■ AIM ■
Please rewrite these entries, changing every "matching" to "corresponding" and leaving everything else as it is. Omit the pictures from your version.

* * * * *

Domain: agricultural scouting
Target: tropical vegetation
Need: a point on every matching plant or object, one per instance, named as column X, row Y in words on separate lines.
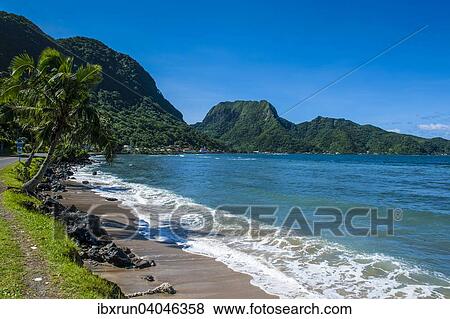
column 50, row 100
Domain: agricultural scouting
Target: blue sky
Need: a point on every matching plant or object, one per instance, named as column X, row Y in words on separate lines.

* * * * *

■ RESULT FOR THIS TASK ■
Domain: agricultural scouting
Target: tropical vegetation
Need: a point on every corresponding plant or object, one per instance, named as column X, row Y in words on separate lines.
column 50, row 100
Domain: agricultural scouting
Target: blue sky
Need: a point on every corresponding plant or object, one per instance, named as column X, row Y in words on separate lines.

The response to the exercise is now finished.